-- WHAT TO DO --
Write out the records beneath this line exactly as they appear, minus any images.

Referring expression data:

* * * *

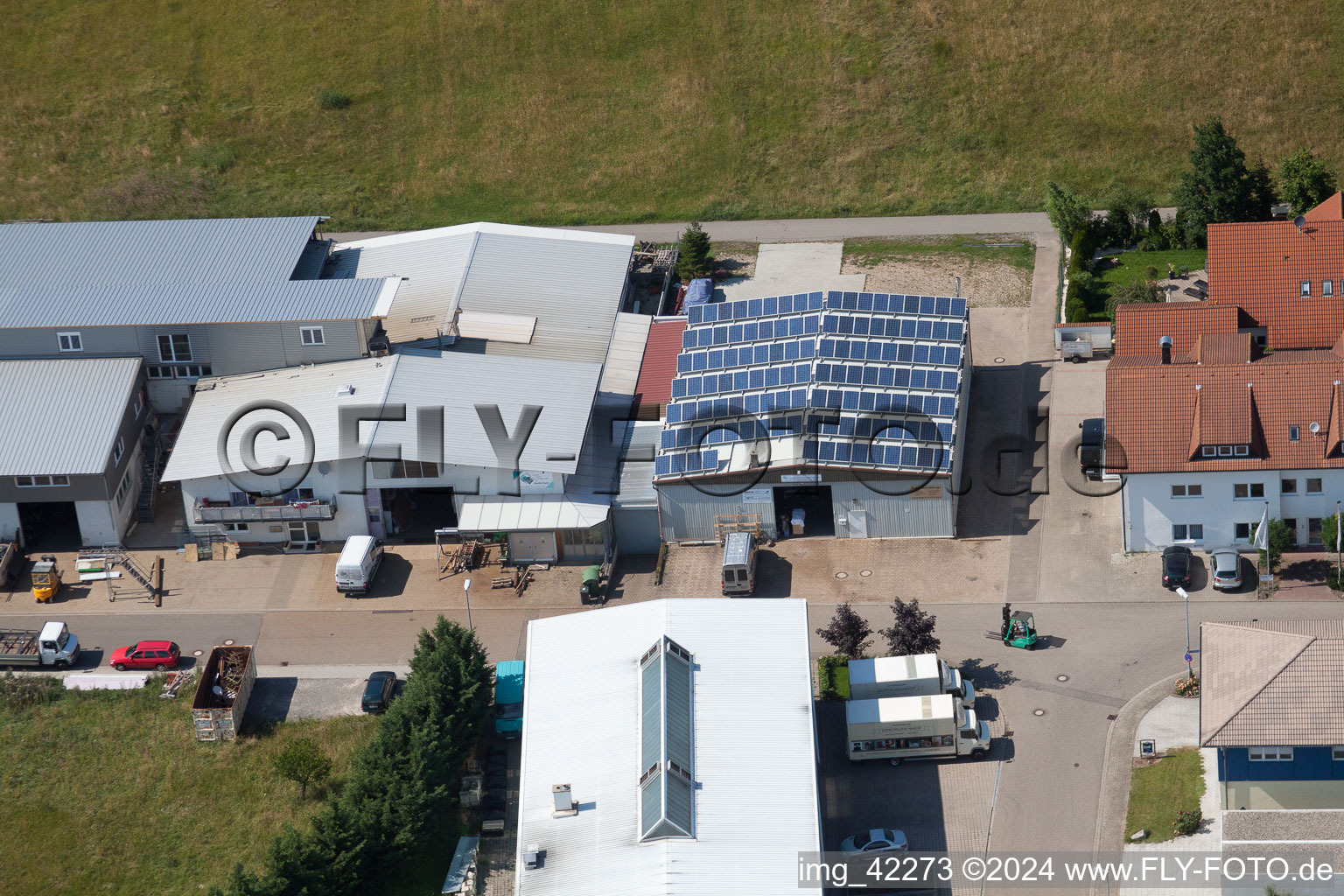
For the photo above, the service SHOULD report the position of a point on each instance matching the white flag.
(1263, 532)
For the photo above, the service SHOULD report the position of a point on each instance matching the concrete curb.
(1116, 766)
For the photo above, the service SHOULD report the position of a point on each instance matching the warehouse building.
(822, 414)
(636, 777)
(72, 451)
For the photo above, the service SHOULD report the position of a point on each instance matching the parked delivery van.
(358, 564)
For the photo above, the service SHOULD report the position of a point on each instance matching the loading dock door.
(536, 547)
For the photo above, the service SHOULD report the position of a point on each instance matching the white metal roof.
(757, 801)
(214, 303)
(310, 389)
(454, 383)
(570, 281)
(60, 416)
(206, 250)
(528, 514)
(460, 383)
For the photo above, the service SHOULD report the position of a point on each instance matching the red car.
(147, 654)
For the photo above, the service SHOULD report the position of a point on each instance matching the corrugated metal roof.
(62, 416)
(458, 383)
(310, 389)
(211, 250)
(454, 383)
(210, 303)
(571, 281)
(626, 354)
(527, 514)
(757, 806)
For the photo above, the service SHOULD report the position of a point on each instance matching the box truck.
(918, 676)
(914, 728)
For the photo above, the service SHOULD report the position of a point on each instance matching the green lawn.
(1133, 266)
(559, 112)
(109, 793)
(1156, 792)
(1005, 250)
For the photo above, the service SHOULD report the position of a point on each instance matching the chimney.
(564, 803)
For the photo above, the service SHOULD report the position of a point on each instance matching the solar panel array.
(863, 379)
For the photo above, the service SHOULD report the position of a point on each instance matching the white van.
(739, 564)
(358, 564)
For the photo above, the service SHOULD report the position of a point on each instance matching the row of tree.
(1216, 187)
(910, 632)
(402, 782)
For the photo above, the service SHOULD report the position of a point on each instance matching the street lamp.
(1184, 595)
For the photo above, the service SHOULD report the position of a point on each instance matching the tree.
(1065, 210)
(847, 633)
(694, 258)
(912, 630)
(1138, 291)
(303, 762)
(1304, 182)
(1218, 186)
(1280, 539)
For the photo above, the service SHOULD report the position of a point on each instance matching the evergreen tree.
(694, 256)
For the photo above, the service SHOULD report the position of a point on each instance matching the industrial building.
(634, 778)
(70, 458)
(832, 414)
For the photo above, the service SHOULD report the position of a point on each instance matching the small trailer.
(222, 693)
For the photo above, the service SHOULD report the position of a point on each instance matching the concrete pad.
(1173, 723)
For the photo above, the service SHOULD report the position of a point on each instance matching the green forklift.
(1019, 629)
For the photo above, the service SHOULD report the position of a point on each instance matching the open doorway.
(50, 526)
(815, 502)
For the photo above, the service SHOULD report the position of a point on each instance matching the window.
(1270, 754)
(173, 346)
(124, 489)
(34, 481)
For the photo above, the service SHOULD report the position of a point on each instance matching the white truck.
(900, 728)
(918, 676)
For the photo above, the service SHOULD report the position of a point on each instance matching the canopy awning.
(529, 514)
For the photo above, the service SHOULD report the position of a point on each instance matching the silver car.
(1226, 569)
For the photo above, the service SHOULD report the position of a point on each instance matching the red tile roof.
(1138, 326)
(1260, 268)
(1158, 416)
(659, 364)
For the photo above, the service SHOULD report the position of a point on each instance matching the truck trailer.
(52, 645)
(930, 727)
(220, 702)
(918, 676)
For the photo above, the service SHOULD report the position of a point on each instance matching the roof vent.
(564, 802)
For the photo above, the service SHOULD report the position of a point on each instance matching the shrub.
(331, 100)
(1187, 822)
(834, 677)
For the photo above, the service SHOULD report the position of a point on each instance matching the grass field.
(1156, 792)
(558, 112)
(109, 793)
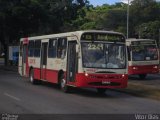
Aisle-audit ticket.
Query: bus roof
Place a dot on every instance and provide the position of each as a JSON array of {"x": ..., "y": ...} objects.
[
  {"x": 134, "y": 39},
  {"x": 67, "y": 34}
]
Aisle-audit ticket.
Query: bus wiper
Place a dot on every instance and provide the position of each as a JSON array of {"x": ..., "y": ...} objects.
[{"x": 105, "y": 72}]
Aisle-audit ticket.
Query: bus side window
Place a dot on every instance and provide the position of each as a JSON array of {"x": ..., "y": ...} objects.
[
  {"x": 61, "y": 50},
  {"x": 31, "y": 49},
  {"x": 129, "y": 53},
  {"x": 52, "y": 48},
  {"x": 37, "y": 48}
]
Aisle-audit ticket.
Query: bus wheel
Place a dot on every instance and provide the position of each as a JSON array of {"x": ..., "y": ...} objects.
[
  {"x": 63, "y": 85},
  {"x": 101, "y": 90},
  {"x": 142, "y": 76},
  {"x": 31, "y": 77}
]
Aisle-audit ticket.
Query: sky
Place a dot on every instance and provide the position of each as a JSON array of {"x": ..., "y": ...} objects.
[{"x": 110, "y": 2}]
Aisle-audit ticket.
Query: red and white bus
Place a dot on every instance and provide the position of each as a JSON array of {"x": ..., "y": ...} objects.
[
  {"x": 143, "y": 57},
  {"x": 93, "y": 58}
]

* * * *

-- SOLUTION --
For the photo above, the service SHOULD report the position of a point on each instance matching the white flag.
(1263, 532)
For the photo above, the service SHOULD report the position of a point on each instance matching the concrete curb.
(1116, 766)
For the photo above, the service SHOULD report the position of a point on each instance matching the warehouse building.
(822, 414)
(636, 777)
(72, 451)
For the photo above, the service SHOULD report the position of a point on each instance matching the parked delivery van.
(358, 564)
For the photo above, the service SHOULD report the position of a point on each instance matching the loading dock door.
(536, 547)
For the photo above, the service SHOULD report the position of a point on each instance matching the white metal roof.
(757, 801)
(214, 303)
(310, 389)
(454, 383)
(570, 281)
(60, 416)
(206, 250)
(528, 514)
(460, 383)
For the photo above, the service SHOULD report the position of a point on each instance matching the red car.
(147, 654)
For the photo above, the service SHOULD report the position of a point on each instance matching the corrugated metal roof.
(62, 416)
(458, 383)
(310, 389)
(211, 250)
(454, 383)
(210, 303)
(571, 281)
(626, 354)
(527, 514)
(757, 806)
For the photo above, the service SHOULD report the position of a point on each instance matching the box truck.
(918, 676)
(914, 728)
For the photo above, the service SHOULD report the position of a point on each instance matching the green lawn.
(1133, 266)
(559, 112)
(109, 793)
(1156, 792)
(1005, 250)
For the photo above, the service SHOULD report the position of a point on each instance matching the chimney.
(564, 803)
For the photo above, the service SHOULD report the position of a point on each instance matching the solar panel array.
(863, 379)
For the photo above, the service SHOULD report the position of a point on each instance matching the white van.
(739, 564)
(358, 564)
For the photo above, the service SHOULD report the position of a point on each instance matching the row of tree.
(1216, 187)
(910, 632)
(402, 782)
For the photo above, the service SHOULD report the position of a point on each instance matching the street lamp.
(1184, 595)
For the photo above, the service SHOULD report the position of a point on each instance matching the tree.
(1065, 210)
(847, 633)
(694, 258)
(912, 630)
(1138, 291)
(303, 762)
(1304, 182)
(1218, 186)
(1280, 539)
For the photo above, the service SHOULD report the position of a point on each instance matching the evergreen tree.
(694, 256)
For the photo above, the service SHOULD report the position of a point on each instance matching the industrial building.
(634, 778)
(70, 458)
(832, 414)
For the photo above, the service SHOULD report the position of a point on each instance matching the small trailer.
(222, 693)
For the photo above, the service SHOULD report the position of a point on each instance matching the concrete pad.
(1173, 723)
For the photo above, the service SHOULD report the position of a point on each instance matching the green forklift.
(1019, 629)
For the photo above, the service SHOULD report the position of a point on each instance matching the open doorway.
(50, 526)
(815, 502)
For the photo above, the service SHOULD report the position of a point on each instance matching the window.
(1270, 754)
(173, 346)
(124, 489)
(34, 481)
For the photo above, the service SHOULD report the position of a point on each instance matching the white truck.
(900, 728)
(918, 676)
For the photo above, the service SHOULD report the position of a point on each instance matching the canopy awning.
(529, 514)
For the photo above, the service SHOULD report the position of a point on each instance matching the silver car.
(1226, 569)
For the photo above, the service SHOULD report the position of a point on each instance matching the red tile roof.
(1138, 326)
(1260, 268)
(1158, 416)
(659, 364)
For the photo above, the service SHOULD report the position of a point on each instance matching the truck trailer.
(52, 645)
(930, 727)
(220, 702)
(918, 676)
For the photo above, the service SHOULD report the position of a point on each instance matching the roof vent.
(564, 802)
For the photo above, the service SHOULD report the position of a point on each instance matching the shrub.
(331, 100)
(1187, 822)
(834, 677)
For the photo above, the service SHOULD report the position of a point on each instance matching the grass field.
(1156, 792)
(558, 112)
(109, 793)
Aisle-audit ticket.
Query: bus roof
Place a dot on every instance and provide the position of each as a JSON array of {"x": ..., "y": ...} objects.
[
  {"x": 134, "y": 39},
  {"x": 67, "y": 34}
]
Aisle-audit ticket.
Query: bus wiper
Place a dot on every instance and provide the position of each as a JSON array of {"x": ..., "y": ...} objects.
[{"x": 105, "y": 72}]
Aisle-audit ticket.
Query: bus side window
Place a dot on every instance and provide the position of each as a JSON array of {"x": ..., "y": ...} objects.
[
  {"x": 61, "y": 50},
  {"x": 31, "y": 49},
  {"x": 129, "y": 53},
  {"x": 52, "y": 48},
  {"x": 37, "y": 48}
]
Aisle-audit ticket.
Query: bus wheel
Place a dot on every instance and provide the position of each as a JSON array of {"x": ..., "y": ...} objects.
[
  {"x": 63, "y": 85},
  {"x": 101, "y": 90},
  {"x": 142, "y": 76},
  {"x": 31, "y": 77}
]
Aisle-audit ticket.
Query: sky
Place a dot on every instance and provide the position of each as a JSON array of {"x": ..., "y": ...} objects.
[{"x": 110, "y": 2}]
Aisle-audit ticket.
Query: red and white bus
Place a dot on every instance and provide the position of each as a JSON array of {"x": ..., "y": ...} objects.
[
  {"x": 143, "y": 57},
  {"x": 93, "y": 58}
]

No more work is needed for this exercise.